Exercícios propostos:
- A) Responda às perguntas sobre o trecho a respeito do cuidado com o Planeta:
(i) Quem elenca, no livro mencionado, a lista de situações que exigem cuidado?
(ii) Segundo o trecho, o que deixou o Planeta numa situação perigosa?
(iii) No jogo perverso da modernidade, o que tem um preço e o que tem valor?
- B) Dê continuidade ao trecho sobre o cuidado com o Planeta, começando logo após a última frase apresentada.
== Trecho do texto ==
Nesse livro, Leonardo Boff elenca uma extensa lista daquelas situações que exigem cuidado, em muitas delas um cuidado mais do que redobrado e também urgente, a falta de cuidado e uma exagerada busca por satisfação deixou o Planeta, como tudo aquilo que vive, bem como todas as pessoas numa situação perigosa; houve um tempo em que nos introduziram goela abaixo, certas afirmações de que éramos os únicos a terem direito, os únicos a reivindicarem toda e qualquer benesse que o Planeta pode oferecer, mas como tudo onde somente o ser humano impera, vemos que isso é uma ilusão, ou seja, nem todos ao longo do tempo foram favorecidos, nem todos puderam e podem usufruir daquilo que a Terra dá gratuitamente, no jogo perverso da modernidade, absolutamente tudo tem um preço, mas absolutamente nada tem valor; hoje sentimos na pele o que é não ter cuidado.
===
== Registros selecionados ==
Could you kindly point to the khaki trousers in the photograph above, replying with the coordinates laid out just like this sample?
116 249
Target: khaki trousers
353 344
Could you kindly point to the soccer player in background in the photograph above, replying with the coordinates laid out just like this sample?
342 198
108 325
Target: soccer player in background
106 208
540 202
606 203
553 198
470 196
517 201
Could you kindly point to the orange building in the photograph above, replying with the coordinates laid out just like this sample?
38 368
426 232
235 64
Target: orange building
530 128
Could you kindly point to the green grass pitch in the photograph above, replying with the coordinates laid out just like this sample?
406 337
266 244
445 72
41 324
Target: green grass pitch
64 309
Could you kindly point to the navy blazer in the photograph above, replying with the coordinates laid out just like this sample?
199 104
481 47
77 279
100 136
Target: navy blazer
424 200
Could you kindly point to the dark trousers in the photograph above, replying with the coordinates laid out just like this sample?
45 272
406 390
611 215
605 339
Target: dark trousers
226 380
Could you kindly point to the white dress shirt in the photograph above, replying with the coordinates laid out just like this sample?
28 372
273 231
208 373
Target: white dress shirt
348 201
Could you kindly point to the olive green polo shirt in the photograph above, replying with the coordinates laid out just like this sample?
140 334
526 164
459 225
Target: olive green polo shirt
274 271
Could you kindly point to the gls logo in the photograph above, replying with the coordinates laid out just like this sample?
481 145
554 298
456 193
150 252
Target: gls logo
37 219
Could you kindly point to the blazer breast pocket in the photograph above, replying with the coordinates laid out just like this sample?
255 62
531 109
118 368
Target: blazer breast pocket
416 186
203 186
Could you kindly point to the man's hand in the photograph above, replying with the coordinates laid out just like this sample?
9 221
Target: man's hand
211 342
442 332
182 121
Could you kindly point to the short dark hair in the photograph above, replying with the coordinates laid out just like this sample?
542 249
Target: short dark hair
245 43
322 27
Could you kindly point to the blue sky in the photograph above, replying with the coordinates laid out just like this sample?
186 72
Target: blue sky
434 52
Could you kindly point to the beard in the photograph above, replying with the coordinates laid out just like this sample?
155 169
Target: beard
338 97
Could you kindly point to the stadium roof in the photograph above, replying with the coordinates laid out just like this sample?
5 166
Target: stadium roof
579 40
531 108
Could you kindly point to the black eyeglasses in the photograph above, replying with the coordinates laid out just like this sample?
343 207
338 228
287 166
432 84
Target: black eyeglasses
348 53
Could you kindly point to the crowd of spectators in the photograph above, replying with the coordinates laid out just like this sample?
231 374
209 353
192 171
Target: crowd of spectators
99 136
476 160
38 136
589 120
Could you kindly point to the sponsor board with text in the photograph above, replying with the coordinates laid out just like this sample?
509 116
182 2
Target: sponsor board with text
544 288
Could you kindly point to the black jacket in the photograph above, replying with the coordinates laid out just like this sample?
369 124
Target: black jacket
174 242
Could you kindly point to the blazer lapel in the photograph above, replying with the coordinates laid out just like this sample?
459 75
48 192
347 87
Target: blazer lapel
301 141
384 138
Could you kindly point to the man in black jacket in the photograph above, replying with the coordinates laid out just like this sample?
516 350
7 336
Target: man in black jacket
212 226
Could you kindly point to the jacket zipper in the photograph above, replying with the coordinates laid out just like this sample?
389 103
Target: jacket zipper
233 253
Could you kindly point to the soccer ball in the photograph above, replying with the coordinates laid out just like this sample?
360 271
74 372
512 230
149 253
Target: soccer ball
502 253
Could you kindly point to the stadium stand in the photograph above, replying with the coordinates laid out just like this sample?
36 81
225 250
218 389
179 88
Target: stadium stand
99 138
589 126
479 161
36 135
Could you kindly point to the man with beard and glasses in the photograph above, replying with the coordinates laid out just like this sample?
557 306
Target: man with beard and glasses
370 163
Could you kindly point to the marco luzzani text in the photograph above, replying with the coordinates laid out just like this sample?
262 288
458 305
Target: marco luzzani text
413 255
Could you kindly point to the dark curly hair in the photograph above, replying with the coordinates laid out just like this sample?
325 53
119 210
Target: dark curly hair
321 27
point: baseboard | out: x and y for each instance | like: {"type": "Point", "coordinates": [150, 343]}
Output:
===
Respostas dos exercícios:
- A)
(i) Leonardo Boff.
(ii) A falta de cuidado e uma exagerada busca por satisfação.
(iii) Absolutamente tudo tem um preço, mas absolutamente nada tem valor.

- B)
O cuidado começa com a vida, as coisas, as pessoas, a nossa cidade, nossas casas, aquilo que de imediato nos rodeia, alargando o tema, pensemos no cuidado que devemos ter com a coisa pública, os locais históricos que visitamos, hoje mais do que nunca o cuidado com o meio ambiente é uma palavra de ordem, sem um ambiente saudável nossa chance de sobrevivermos diminuirá em muito, o progresso é sim muito importante para todos, mas progresso sem consciência, sem cuidado pode se tornar uma arma imprevisível ao longo do tempo e quantas vezes o progresso a qualquer custo, ao longo do caminho se mostrou irresponsável, com consequências catastróficas para todos. Em muitas situações fomos dormir com belos sonhos e quando acordamos notamos que tudo virou um pesadelo, o tempo mostrou assim claramente que não fomos precavidos como deveríamos ter sido.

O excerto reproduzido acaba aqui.